● **Exercise text**
== Segment start ==

MCMILLEN FORGES AHEAD INTO UNCERTAIN FUTURE

 

 

Terry McMillen was focused on the task at hand on Tuesday afternoon, massaging a section on his 1973 Nova project car's fender. Usually, he'd be confined to his office, putting the same effort into fulfilling a sponsor's program associated with his Amalie Oil Top Fuel dragster.

While this ship hasn't officially sailed out of port, the departure time for what has been a 15-year cruise is drawing quickly near. Still, McMillen is frantically searching for his ticket.

"Still chasing sponsors, trying to be able to start the season off in Gainesville," McMillen said as he worked feverishly to fulfill a self-imposed deadline.

It's not for lack of effort, as McMillen admits he's sent out 400 packages.

Still, McMillen is helpless as he's watched crewmembers left with no other choice but to leave seeking a paycheck elsewhere.

And in the midst of this, Mcmillen needs to only look at the NHRA's website to see his sponsor's imagery on a graphic, with a picture of his dragster promoting the upcoming NHRA Gatornationals, as a stark reminder he's likely going to watch the event from his home. A few years ago, McMillen encouraged Amalie to sponsor the closest race to their Tampa home base.

"Amalie's such a great company, does so many good things for so many people, and it just makes it tough, and just equally as hard when you see that out there, and know that a year ago, that's what we were all doing," McMillen said. "I've always looked forward to that race every year, and now we're sitting on the sidelines. It just really sucks."

== Segment end ==

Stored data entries

== Segment start ==

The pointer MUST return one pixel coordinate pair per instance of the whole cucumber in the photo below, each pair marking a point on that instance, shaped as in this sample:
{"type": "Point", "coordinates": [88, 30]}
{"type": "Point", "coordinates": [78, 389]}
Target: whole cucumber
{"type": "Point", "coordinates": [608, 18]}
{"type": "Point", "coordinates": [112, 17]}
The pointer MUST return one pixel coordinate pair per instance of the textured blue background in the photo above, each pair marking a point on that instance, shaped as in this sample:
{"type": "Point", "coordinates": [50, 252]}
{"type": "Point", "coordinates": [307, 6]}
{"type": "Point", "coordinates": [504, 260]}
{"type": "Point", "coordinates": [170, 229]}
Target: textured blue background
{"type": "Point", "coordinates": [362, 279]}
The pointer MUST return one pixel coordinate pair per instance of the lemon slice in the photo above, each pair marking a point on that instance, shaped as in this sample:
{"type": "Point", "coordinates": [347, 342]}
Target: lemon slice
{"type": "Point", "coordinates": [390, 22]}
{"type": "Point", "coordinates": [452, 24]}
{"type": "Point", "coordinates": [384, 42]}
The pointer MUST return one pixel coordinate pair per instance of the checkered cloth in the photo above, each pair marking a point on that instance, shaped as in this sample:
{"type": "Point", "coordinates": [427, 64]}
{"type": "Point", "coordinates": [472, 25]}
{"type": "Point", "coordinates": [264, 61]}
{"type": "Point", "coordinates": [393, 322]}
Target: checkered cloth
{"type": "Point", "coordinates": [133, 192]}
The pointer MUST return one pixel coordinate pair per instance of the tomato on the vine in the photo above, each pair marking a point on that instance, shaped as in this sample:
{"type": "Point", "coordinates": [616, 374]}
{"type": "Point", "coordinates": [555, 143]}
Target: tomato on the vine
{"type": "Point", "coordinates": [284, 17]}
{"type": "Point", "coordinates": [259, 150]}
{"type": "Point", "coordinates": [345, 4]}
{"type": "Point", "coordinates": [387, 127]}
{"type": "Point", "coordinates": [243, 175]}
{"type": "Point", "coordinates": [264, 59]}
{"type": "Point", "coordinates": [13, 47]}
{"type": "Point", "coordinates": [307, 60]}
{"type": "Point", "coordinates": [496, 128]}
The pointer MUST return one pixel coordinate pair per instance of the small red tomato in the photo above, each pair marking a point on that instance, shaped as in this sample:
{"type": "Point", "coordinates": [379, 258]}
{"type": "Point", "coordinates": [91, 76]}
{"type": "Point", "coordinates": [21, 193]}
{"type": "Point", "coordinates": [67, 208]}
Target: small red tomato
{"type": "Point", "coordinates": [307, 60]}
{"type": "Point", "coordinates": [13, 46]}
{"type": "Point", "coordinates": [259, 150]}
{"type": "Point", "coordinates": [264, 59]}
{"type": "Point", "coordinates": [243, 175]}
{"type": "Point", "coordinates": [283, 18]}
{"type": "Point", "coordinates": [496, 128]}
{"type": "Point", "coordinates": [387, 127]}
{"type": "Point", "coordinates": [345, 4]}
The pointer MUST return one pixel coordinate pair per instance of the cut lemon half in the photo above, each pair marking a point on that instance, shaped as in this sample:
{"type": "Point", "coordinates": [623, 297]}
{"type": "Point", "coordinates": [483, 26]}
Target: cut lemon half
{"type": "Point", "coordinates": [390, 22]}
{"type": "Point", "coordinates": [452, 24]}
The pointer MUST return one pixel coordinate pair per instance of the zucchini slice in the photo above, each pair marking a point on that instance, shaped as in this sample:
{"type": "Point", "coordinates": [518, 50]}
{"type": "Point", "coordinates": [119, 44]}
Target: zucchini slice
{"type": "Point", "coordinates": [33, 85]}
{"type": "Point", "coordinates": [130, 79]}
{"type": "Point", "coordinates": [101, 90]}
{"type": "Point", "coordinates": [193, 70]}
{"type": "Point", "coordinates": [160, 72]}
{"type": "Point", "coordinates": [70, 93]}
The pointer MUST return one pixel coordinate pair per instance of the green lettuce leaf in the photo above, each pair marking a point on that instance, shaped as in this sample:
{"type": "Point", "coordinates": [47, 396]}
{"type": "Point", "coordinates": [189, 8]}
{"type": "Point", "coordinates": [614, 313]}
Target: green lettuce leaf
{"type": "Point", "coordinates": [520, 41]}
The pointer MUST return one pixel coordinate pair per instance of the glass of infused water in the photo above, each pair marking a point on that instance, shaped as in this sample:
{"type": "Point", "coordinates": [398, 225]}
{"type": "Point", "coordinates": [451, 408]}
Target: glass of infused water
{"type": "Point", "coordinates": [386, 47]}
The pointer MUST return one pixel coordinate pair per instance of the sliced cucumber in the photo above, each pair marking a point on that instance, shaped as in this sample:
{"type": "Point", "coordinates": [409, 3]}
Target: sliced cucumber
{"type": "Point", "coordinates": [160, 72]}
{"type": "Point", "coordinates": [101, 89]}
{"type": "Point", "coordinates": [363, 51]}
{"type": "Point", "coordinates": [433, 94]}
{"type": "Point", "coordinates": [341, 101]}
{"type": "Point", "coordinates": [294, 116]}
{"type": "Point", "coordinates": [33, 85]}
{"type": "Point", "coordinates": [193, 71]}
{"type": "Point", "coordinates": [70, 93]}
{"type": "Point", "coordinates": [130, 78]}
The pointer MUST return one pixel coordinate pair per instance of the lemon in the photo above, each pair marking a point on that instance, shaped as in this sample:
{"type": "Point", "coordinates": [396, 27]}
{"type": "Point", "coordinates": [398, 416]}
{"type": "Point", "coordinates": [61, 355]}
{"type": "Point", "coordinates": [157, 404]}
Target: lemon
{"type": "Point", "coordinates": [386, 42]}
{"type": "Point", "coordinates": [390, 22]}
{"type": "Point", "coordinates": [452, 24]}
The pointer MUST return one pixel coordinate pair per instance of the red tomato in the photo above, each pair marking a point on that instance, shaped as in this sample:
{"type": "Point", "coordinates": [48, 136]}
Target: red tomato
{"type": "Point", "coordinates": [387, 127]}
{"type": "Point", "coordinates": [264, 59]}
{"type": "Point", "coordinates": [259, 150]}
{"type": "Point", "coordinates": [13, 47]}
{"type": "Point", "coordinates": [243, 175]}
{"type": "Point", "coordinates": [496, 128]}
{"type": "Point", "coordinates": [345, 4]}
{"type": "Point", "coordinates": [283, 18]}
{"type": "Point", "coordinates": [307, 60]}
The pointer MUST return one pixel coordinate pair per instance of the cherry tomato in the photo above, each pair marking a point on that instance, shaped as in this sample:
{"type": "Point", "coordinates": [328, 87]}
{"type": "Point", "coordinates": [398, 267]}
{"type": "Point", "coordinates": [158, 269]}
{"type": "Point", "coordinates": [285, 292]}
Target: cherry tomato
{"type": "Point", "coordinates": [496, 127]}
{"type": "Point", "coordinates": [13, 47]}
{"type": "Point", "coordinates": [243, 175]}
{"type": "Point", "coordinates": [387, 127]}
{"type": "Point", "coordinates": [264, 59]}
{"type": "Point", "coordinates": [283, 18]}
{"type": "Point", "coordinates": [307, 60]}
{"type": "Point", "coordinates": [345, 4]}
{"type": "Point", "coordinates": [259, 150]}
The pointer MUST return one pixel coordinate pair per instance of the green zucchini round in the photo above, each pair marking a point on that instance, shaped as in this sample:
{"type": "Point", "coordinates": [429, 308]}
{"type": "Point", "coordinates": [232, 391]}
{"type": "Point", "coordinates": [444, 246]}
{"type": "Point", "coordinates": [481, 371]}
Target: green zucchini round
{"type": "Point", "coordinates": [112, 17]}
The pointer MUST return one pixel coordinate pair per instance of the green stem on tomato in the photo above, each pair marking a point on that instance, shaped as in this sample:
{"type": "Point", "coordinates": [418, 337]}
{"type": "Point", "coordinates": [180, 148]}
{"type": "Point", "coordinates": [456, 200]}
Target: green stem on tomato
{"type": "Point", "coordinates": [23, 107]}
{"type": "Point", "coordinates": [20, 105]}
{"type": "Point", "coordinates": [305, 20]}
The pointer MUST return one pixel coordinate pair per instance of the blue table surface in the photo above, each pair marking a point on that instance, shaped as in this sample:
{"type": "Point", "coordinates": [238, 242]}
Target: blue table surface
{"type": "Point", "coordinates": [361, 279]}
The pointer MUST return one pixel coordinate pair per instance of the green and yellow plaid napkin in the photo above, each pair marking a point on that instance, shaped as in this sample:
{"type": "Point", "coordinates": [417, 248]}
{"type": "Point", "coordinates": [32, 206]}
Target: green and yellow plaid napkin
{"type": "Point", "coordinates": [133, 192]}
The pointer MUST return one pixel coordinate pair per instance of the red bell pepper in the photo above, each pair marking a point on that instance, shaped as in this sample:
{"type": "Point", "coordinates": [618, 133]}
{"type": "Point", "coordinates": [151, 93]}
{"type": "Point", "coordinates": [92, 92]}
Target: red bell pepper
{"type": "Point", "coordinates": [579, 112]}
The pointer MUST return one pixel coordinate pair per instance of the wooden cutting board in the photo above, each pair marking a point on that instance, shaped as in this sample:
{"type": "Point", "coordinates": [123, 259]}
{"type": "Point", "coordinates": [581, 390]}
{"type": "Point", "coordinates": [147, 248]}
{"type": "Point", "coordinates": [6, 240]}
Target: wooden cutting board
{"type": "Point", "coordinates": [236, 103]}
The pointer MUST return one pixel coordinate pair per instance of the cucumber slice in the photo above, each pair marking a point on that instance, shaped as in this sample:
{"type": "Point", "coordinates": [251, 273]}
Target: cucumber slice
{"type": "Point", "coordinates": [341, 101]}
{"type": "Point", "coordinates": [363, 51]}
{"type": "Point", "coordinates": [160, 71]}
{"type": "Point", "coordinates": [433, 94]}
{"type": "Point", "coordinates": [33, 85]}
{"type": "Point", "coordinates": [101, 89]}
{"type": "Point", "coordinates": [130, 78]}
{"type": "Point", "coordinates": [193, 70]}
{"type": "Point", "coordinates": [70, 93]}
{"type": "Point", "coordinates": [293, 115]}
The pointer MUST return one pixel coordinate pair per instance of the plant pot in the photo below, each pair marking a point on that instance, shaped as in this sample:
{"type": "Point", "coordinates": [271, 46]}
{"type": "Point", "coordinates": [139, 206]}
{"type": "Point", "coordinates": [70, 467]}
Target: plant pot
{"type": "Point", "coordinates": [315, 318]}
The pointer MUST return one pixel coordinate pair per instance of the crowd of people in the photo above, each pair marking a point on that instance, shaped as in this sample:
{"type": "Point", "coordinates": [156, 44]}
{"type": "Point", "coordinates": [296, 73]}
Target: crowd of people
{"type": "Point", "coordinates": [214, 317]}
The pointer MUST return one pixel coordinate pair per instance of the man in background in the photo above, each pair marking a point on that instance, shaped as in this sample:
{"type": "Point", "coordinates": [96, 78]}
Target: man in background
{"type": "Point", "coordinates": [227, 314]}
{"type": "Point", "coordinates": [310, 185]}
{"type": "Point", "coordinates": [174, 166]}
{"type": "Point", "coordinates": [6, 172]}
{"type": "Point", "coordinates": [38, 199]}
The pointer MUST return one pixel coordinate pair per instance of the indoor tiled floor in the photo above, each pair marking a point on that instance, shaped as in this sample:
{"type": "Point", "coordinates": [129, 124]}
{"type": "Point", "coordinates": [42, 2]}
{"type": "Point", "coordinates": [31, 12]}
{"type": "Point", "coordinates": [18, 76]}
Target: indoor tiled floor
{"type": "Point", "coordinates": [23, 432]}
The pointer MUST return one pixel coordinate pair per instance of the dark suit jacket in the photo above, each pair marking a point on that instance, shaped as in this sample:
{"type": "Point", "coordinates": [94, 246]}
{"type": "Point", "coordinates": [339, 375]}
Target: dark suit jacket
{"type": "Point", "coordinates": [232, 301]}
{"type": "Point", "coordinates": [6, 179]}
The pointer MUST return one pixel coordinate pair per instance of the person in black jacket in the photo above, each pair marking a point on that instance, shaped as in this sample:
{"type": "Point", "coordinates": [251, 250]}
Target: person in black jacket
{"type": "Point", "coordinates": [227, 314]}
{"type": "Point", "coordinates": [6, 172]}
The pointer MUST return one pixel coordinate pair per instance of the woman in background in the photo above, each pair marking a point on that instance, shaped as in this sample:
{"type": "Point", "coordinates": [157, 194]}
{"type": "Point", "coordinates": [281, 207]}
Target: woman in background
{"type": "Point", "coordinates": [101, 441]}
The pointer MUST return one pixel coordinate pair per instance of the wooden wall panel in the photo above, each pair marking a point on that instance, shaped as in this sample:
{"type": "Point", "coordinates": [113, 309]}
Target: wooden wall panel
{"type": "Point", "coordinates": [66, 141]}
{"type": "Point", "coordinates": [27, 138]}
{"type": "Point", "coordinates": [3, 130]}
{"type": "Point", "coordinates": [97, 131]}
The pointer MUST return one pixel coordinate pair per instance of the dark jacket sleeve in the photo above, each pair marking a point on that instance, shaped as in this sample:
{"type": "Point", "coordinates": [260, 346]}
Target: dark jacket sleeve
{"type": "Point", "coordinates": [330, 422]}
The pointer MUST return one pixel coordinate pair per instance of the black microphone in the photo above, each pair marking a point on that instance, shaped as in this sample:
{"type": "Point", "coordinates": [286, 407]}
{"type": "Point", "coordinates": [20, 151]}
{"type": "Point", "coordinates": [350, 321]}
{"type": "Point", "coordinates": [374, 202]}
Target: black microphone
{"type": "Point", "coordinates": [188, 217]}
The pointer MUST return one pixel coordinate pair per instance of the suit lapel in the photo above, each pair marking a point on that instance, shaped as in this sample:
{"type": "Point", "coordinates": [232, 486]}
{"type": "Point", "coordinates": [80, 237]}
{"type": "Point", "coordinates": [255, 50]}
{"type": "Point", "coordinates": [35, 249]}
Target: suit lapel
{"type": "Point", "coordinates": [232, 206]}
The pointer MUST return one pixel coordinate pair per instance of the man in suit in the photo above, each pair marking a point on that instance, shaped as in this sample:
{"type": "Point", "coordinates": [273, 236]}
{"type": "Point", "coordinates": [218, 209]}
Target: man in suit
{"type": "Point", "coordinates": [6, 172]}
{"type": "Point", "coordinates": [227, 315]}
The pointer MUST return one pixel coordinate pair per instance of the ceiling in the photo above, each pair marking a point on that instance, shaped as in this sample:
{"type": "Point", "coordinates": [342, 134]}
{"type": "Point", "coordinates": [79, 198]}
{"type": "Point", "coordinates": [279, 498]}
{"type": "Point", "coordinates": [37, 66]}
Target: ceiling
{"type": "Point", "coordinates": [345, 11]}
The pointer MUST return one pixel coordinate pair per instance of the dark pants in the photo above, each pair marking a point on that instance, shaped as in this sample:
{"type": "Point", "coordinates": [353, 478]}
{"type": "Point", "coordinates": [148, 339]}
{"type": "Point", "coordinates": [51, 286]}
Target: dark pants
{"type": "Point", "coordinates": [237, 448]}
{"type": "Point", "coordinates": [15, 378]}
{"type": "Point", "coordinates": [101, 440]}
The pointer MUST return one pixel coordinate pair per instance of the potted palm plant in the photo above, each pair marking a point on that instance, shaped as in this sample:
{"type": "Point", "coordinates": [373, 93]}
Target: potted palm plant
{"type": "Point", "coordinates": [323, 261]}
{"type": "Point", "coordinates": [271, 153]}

== Segment end ==

Continue the article about Terry McMillen's search for sponsors, picking up after its final sentence.

For the record, Amalie still sponsors McMillen. Their contract has just been put on hold as oil consumption has been dramatically affected by the pandemic. McMillen understands fully the decision and still maintains a good relationship with his longtime backer.

Regardless, the emotions flowing through McMillen's mind suggest staying home might be better for him.

"On one hand, I want to go, but on the other hand, it's probably going to be extremely depressing to go there," McMillen said. "The only hope that we have is that at the end of this year things get better for everybody, and then we can go out there and fulfill the other three years of our contract with Amalie. But everything is up in the air right now, based on everything going on in our country with the COVID and all that stuff.

"What's going to happen as far as how much oil is going to be sold and what perhaps the new administration might change to impact the oil industry. So, a lot of things out there, a lot of factors, but right now, we're still committed to Amalie, and they're committed to us so long as the oil starts selling again and we can go out there and start racing."

 

 

 

 

While McMillen discounts his customizing talents, the results might indicate otherwise. Recently, he restored the 1967 Nova belonging to his son Jason, who passed away in 1998.

"We started working on it, and then we got it running; we had just sat on it forever because I just didn't really want to touch it," McMillen explained. Then we totally took it from a ground-up deal. And we ended up winning first place at the World of Wheels show."

Working on cars might be a revenue stream for now, but it's been very good therapy for Mcmillen. As he puts it, "It's what I need right now."

"I've got to stay busy all the time," McMillen added. "And so for me, it was just, I like to keep my hands and my head thinking and coming up with ideas."

Right now, those ideas are firmly focused on returning to his dream of driving a Top Fuel dragster.